Problem to work on: Format each line of the data below as a JSON list of strings, with one string per line and no blank lines.

**** Supplied material

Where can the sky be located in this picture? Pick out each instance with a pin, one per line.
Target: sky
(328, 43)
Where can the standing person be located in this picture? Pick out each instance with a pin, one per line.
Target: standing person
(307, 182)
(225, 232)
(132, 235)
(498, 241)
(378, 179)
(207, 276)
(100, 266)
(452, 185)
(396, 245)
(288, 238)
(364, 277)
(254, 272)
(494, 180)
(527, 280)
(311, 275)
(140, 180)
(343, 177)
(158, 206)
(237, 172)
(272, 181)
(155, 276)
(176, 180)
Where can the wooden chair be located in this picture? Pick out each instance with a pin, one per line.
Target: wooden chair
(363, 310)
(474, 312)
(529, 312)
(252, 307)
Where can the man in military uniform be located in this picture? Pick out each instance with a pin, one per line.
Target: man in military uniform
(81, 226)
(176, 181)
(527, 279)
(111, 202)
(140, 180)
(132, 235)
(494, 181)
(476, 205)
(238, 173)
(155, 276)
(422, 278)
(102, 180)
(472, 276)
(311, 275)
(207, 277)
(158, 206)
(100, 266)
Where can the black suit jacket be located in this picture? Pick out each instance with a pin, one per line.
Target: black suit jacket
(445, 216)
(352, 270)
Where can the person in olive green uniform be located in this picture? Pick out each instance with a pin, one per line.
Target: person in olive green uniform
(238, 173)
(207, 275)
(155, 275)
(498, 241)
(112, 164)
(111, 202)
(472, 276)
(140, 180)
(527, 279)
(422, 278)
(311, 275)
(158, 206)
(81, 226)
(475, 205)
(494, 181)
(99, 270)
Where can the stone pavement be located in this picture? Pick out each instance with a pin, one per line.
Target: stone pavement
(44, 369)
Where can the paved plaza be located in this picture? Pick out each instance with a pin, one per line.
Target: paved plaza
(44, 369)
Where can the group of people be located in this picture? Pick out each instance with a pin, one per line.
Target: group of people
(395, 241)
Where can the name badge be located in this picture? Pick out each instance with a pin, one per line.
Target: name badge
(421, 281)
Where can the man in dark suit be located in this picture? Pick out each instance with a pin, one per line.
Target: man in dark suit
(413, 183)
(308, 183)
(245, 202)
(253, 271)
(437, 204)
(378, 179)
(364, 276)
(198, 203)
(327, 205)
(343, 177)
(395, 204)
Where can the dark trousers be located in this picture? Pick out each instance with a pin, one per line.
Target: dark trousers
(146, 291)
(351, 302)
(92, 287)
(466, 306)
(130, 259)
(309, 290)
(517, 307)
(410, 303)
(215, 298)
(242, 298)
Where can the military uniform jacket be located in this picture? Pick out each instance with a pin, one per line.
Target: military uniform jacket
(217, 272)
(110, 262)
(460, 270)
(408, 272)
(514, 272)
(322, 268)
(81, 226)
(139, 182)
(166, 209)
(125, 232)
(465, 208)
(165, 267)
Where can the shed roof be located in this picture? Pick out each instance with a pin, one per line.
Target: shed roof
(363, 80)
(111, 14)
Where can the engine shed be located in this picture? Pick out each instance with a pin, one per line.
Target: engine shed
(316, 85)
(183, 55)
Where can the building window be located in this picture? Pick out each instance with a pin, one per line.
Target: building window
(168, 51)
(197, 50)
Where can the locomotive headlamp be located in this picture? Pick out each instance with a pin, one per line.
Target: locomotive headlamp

********

Completed task:
[
  "Where can the sky be located in this picture? Pick out each instance with a pin, one per line.",
  "Target: sky",
  "(328, 43)",
  "Where can the standing person be located in this picture? Pick out each instance with a pin, one per line.",
  "Target: standing person",
  "(307, 182)",
  "(225, 232)",
  "(132, 235)",
  "(498, 241)",
  "(378, 179)",
  "(207, 276)",
  "(100, 266)",
  "(452, 185)",
  "(396, 245)",
  "(288, 238)",
  "(364, 277)",
  "(254, 272)",
  "(494, 180)",
  "(527, 280)",
  "(311, 275)",
  "(140, 180)",
  "(343, 177)",
  "(158, 206)",
  "(237, 172)",
  "(272, 181)",
  "(155, 276)",
  "(176, 180)",
  "Where can the wooden chair be located in this picture? Pick out each instance with a pin, one per line.",
  "Target: wooden chair",
  "(363, 310)",
  "(474, 312)",
  "(529, 312)",
  "(252, 307)",
  "Where can the man in military uniform be located in this picture? Pick out each instance with a pin, one per line.",
  "Target: man in military uniform",
  "(81, 226)",
  "(176, 181)",
  "(527, 279)",
  "(111, 202)",
  "(140, 180)",
  "(132, 235)",
  "(494, 181)",
  "(476, 205)",
  "(238, 173)",
  "(155, 276)",
  "(422, 278)",
  "(102, 180)",
  "(472, 276)",
  "(311, 275)",
  "(207, 277)",
  "(158, 206)",
  "(100, 266)",
  "Where can the black suit jacket be located in this picture? Pick out each instance with a pin, one per line.",
  "Target: black suit jacket",
  "(445, 216)",
  "(352, 270)",
  "Where can the person in olive green uniform be located in this picture? Pick out each instance with a pin, one per line.",
  "Target: person in olive green uniform",
  "(238, 173)",
  "(207, 275)",
  "(155, 275)",
  "(498, 241)",
  "(112, 164)",
  "(111, 202)",
  "(472, 276)",
  "(140, 180)",
  "(527, 279)",
  "(422, 278)",
  "(311, 275)",
  "(158, 206)",
  "(81, 226)",
  "(475, 205)",
  "(494, 181)",
  "(99, 270)",
  "Where can the stone pavement be located in this picture? Pick out each instance with a pin, one per line.",
  "Target: stone pavement",
  "(44, 369)",
  "Where can the paved plaza be located in this picture? Pick out each instance with a pin, one per line.",
  "Target: paved plaza",
  "(44, 369)",
  "Where can the group of people be located in this picture? Pick out each instance with a pin, one per line.",
  "Target: group of people",
  "(395, 241)",
  "Where can the name badge be located in this picture? Pick out each instance with a pin, one per line.",
  "Target: name badge",
  "(421, 281)",
  "Where can the man in dark suit be located in this picture? Pick out each instance with a pin, one per line.",
  "Target: man in dark suit",
  "(413, 183)",
  "(308, 183)",
  "(245, 202)",
  "(253, 271)",
  "(437, 204)",
  "(378, 179)",
  "(364, 276)",
  "(198, 203)",
  "(327, 205)",
  "(343, 177)",
  "(395, 204)",
  "Where can the dark trousers be located in this picture? Pick out each instance with a pin, one per line.",
  "Target: dark trousers",
  "(146, 291)",
  "(351, 302)",
  "(92, 287)",
  "(466, 306)",
  "(130, 259)",
  "(309, 290)",
  "(517, 307)",
  "(410, 303)",
  "(215, 298)",
  "(242, 298)",
  "Where can the military uniform jacket be located in this picture? Pick out each instance with a pin, one per line.",
  "Target: military uniform jacket",
  "(217, 272)",
  "(110, 262)",
  "(460, 270)",
  "(408, 272)",
  "(514, 272)",
  "(322, 268)",
  "(81, 226)",
  "(139, 182)",
  "(166, 209)",
  "(125, 232)",
  "(465, 208)",
  "(165, 267)",
  "Where can the shed roof be located in this picture? Pick out each instance with a pin, one per line.",
  "Target: shed roof",
  "(363, 80)",
  "(111, 14)",
  "Where can the engine shed be located in this picture? Pick out each instance with a pin, one per line.",
  "Target: engine shed",
  "(316, 85)",
  "(183, 55)",
  "Where can the building window be located in this picture? Pick out each instance with a pin, one per line.",
  "Target: building window",
  "(168, 51)",
  "(197, 50)",
  "Where can the locomotive headlamp be located in this picture? Pick out each instance with a pin, one per line.",
  "Target: locomotive headlamp"
]